── Data supplied
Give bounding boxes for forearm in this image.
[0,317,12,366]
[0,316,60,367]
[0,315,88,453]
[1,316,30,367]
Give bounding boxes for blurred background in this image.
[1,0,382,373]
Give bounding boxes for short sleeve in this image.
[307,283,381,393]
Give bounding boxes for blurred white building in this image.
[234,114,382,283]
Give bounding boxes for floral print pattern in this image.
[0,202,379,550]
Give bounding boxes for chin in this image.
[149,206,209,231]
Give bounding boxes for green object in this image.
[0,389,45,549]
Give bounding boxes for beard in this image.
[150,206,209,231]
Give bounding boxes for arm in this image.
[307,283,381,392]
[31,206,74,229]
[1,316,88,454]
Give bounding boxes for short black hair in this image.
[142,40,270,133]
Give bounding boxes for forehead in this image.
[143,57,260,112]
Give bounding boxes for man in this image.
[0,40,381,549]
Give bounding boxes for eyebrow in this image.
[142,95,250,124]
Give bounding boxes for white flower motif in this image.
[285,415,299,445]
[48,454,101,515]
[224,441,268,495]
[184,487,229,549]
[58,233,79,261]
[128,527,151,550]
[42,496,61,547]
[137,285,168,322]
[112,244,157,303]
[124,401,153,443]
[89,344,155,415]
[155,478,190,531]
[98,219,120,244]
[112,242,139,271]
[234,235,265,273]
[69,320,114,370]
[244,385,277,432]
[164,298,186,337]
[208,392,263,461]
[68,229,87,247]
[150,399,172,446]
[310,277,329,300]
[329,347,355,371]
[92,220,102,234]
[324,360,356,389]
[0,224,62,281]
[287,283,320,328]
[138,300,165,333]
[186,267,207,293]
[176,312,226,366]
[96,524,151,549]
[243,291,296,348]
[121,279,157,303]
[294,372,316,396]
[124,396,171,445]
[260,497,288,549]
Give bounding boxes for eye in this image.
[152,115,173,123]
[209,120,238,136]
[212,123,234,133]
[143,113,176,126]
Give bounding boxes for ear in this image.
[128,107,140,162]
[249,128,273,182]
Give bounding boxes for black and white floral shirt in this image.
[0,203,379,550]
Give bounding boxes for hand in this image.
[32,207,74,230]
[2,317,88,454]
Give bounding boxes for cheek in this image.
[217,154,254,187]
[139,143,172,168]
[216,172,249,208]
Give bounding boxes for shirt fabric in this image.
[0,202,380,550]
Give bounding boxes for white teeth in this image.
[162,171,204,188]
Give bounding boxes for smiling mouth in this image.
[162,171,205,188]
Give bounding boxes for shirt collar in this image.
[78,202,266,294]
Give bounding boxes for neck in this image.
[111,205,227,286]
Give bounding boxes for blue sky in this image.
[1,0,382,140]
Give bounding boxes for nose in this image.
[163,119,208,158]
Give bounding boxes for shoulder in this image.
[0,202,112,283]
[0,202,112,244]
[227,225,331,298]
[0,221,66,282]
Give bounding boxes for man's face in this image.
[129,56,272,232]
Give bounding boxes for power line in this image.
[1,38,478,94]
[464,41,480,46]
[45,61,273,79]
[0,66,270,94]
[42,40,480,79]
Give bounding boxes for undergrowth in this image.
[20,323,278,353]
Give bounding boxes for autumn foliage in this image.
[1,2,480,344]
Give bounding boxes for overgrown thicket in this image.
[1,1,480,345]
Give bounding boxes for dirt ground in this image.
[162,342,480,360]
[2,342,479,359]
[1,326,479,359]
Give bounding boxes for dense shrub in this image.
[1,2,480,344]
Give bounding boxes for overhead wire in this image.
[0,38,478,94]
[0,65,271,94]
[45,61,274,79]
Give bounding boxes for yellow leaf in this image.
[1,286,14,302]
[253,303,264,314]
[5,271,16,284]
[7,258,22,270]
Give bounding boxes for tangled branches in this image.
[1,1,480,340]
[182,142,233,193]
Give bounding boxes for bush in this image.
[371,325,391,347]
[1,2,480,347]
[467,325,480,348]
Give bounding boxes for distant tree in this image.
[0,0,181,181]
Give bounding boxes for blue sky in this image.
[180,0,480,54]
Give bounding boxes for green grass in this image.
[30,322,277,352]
────
__Activity__: In your reply, restate every entry exactly.

__Task result__:
Give bounding boxes for forearm in this image.
[0,317,12,366]
[0,316,60,367]
[0,315,88,453]
[1,316,30,367]
Give bounding boxes for blurred background in this image.
[1,0,382,373]
Give bounding boxes for short sleeve in this image.
[307,283,381,393]
Give bounding boxes for blurred white building in this image.
[234,114,382,283]
Give bounding boxes for floral print pattern in this image.
[0,202,379,550]
Give bounding boxes for chin in this image.
[149,206,209,231]
Give bounding boxes for green object in this image.
[0,389,45,549]
Give bounding boxes for beard in this image.
[150,206,209,231]
Give bounding boxes for arm in this image.
[307,283,381,392]
[31,206,74,229]
[1,316,88,454]
Give bounding boxes for short black hair in this image.
[142,40,270,133]
Give bounding boxes for forehead in this image.
[143,57,260,112]
Give bounding boxes for man in this image.
[0,40,381,549]
Give bounding boxes for eyebrow in this image.
[142,95,250,124]
Give bounding boxes for white flower motif in this image.
[285,415,299,445]
[48,454,101,515]
[224,441,268,495]
[184,487,229,549]
[58,233,79,261]
[128,527,151,550]
[42,496,61,547]
[137,285,168,322]
[112,244,157,303]
[124,401,153,443]
[89,344,155,415]
[155,478,190,531]
[98,219,120,244]
[112,242,139,271]
[234,235,265,273]
[69,320,114,370]
[244,385,277,432]
[164,298,186,337]
[208,392,263,461]
[68,229,87,247]
[150,399,172,446]
[310,277,329,300]
[329,347,355,371]
[92,220,102,234]
[324,360,356,389]
[0,224,62,281]
[287,283,320,328]
[138,300,165,333]
[186,267,207,293]
[176,312,226,366]
[96,524,151,549]
[243,291,296,348]
[121,279,157,303]
[294,372,316,396]
[124,396,171,445]
[260,497,288,549]
Give bounding boxes for eye in this image.
[152,115,173,123]
[209,120,238,136]
[212,123,234,133]
[143,113,176,126]
Give bounding boxes for ear in this image.
[128,107,140,162]
[249,128,273,182]
Give bounding boxes for black and white floral shirt in this image.
[0,203,379,550]
Give bounding boxes for hand in this image.
[32,207,74,230]
[2,317,88,454]
Give bounding boxes for cheek in this image.
[217,154,254,187]
[139,143,172,168]
[216,172,249,208]
Give bounding boxes for shirt fabric in this image.
[0,202,380,550]
Give bounding boxes for white teeth in this image.
[162,171,204,188]
Give bounding boxes for smiling mouth in this image.
[162,171,205,188]
Give bounding boxes for shirt collar in this image.
[78,202,266,294]
Give bounding boxes for neck in this image.
[111,205,227,286]
Give bounding boxes for blue sky in this image.
[1,0,382,140]
Give bounding boxes for nose in this image.
[163,119,208,158]
Give bounding boxes for shoulder in this image.
[0,202,112,283]
[0,202,112,244]
[227,225,331,298]
[0,221,66,282]
Give bounding boxes for man's face in this image.
[129,56,272,232]
Give bounding boxes for power line in this image.
[1,38,478,94]
[464,41,480,46]
[45,61,273,79]
[0,66,270,94]
[42,40,480,79]
Give bounding boxes for undergrowth in this image.
[20,323,278,353]
Give bounding boxes for autumn foliage in this image.
[1,2,480,344]
Give bounding boxes for overgrown thicket in this image.
[1,1,480,345]
Give bounding boxes for dirt ground in this image.
[162,342,480,360]
[2,342,479,359]
[1,326,479,359]
Give bounding boxes for dense shrub in this image.
[1,2,480,344]
Give bounding boxes for overhead wire in this image.
[0,38,478,94]
[0,65,271,94]
[45,61,274,79]
Give bounding boxes for yellow leaf in this image.
[1,286,14,302]
[253,303,264,314]
[5,271,16,284]
[7,258,22,270]
Give bounding boxes for tangled branches in this image.
[1,1,480,340]
[182,142,233,193]
Give bounding boxes for bush in this image.
[371,325,391,347]
[1,2,480,347]
[467,325,480,348]
Give bounding boxes for distant tree in this image.
[0,0,181,181]
Give bounding boxes for blue sky in this image.
[180,0,480,54]
Give bounding boxes for green grass in this image.
[30,322,277,352]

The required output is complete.